[Start of RECORDS SUPPLIED]

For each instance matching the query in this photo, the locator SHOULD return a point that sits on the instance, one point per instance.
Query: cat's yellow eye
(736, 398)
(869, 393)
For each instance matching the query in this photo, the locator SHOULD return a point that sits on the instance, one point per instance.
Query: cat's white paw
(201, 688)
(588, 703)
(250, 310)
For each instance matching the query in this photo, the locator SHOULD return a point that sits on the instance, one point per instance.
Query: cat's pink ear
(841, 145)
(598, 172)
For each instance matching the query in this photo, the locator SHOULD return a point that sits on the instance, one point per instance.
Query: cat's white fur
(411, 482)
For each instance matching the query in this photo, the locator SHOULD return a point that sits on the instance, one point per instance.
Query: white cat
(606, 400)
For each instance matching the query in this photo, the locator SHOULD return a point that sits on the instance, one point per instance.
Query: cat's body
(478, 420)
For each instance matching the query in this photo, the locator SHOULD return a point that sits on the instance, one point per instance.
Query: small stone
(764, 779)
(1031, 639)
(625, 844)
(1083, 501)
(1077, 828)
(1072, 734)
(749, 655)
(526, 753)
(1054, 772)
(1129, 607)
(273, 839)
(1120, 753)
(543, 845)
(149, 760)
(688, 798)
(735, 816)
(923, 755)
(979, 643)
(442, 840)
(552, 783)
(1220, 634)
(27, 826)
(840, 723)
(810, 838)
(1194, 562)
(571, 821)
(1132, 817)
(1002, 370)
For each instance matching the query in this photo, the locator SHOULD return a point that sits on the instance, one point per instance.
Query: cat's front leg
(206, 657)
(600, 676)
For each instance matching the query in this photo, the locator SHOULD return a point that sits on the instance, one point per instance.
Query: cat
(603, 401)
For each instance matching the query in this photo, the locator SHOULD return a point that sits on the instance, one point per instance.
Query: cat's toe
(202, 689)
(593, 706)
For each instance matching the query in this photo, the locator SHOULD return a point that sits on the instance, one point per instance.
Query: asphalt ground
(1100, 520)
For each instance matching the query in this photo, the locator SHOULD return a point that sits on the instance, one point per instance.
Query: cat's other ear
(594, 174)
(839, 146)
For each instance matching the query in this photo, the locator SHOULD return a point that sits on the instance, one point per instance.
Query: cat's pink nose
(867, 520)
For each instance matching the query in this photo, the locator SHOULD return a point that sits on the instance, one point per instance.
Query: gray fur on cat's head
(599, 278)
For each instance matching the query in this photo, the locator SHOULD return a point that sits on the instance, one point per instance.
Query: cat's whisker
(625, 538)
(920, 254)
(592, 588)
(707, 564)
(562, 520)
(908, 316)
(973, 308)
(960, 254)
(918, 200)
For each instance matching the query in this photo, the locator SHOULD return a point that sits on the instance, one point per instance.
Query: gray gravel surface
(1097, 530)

[End of RECORDS SUPPLIED]

→ **PROBLEM TO SOLVE**
Quote each line of the listing above exactly.

→ **RIGHT ANSWER**
For each instance matching the query in this photo, the locator SHOULD return a point that sits on the instance, one point per instance.
Query: cat's yellow eye
(736, 398)
(869, 393)
For each instance matching the query in this photo, the locator SHOULD return a point that sits on the instance, one point per instance.
Query: cat's white paw
(201, 688)
(588, 703)
(250, 310)
For each instance matching the query in this photo, the locator SHOULD return a point that sits on the instance, one point per instance.
Query: cat's pink ear
(841, 145)
(598, 172)
For each instance matching the query in this photo, the locator SHOULD return a point that sits on the instance, one point per instance.
Query: cat's white fur
(411, 482)
For each instance matching the query in this photo, the locator SHOULD return a point that sits on the instance, one point per instance.
Query: white cat
(606, 400)
For each instance matching the query in this photo, the locator SHOULD return a point that sits on the instance, one point per instance.
Query: cat's body
(478, 420)
For each instance matching the query in this photo, the locator SHOULD return a point that sits on the instance, one point per instance.
Query: small stone
(764, 779)
(1031, 639)
(625, 844)
(1083, 501)
(1077, 828)
(1072, 734)
(749, 655)
(526, 753)
(1054, 772)
(1129, 607)
(273, 839)
(1120, 753)
(543, 845)
(149, 760)
(688, 798)
(735, 816)
(923, 755)
(979, 643)
(442, 840)
(552, 783)
(1220, 634)
(27, 826)
(840, 723)
(810, 838)
(1194, 562)
(571, 821)
(1132, 817)
(1002, 370)
For each instance matching the query in this photo, the locator SHOULD return a point that sits on the instance, one point per instance.
Query: cat's front leg
(206, 657)
(600, 676)
For each instance matching the query in this photo, the locator SHOULD return a point that sits on the instance, one point per instance.
Query: cat
(603, 401)
For each instance matching the query in this photo, the locator SHOULD return a point that sits on the instance, one point per instance.
Query: cat's toe
(202, 689)
(593, 706)
For each instance matching the query in this photo, the locator SHOULD return a point that sits on the instance, one point per instance.
Query: asphalt ground
(1100, 520)
For each instance matching the query in this photo, the locator SHOULD return a point that sits on the instance, one point per instance.
Query: cat's other ear
(594, 174)
(839, 146)
For each instance matching the query in this photo, the locator SHOULD return a point that sits on the instance, one point per instance.
Query: cat's pink nose
(867, 520)
For each instance matching the query in this photo, the locator SHOULD return a point that sits on the instance, one point per instance.
Query: gray fur on cat's head
(599, 278)
For each instance matching the query in this photo, the locator SHOULD return a point that sits on the instance, one point per instance.
Query: cat's whisker
(625, 538)
(920, 254)
(592, 588)
(707, 564)
(562, 520)
(908, 316)
(973, 308)
(960, 254)
(918, 200)
For each instance matching the query in this photo, the locator SHOULD return a point that sits on the instance, one point per instance.
Query: gray gravel surface
(1097, 530)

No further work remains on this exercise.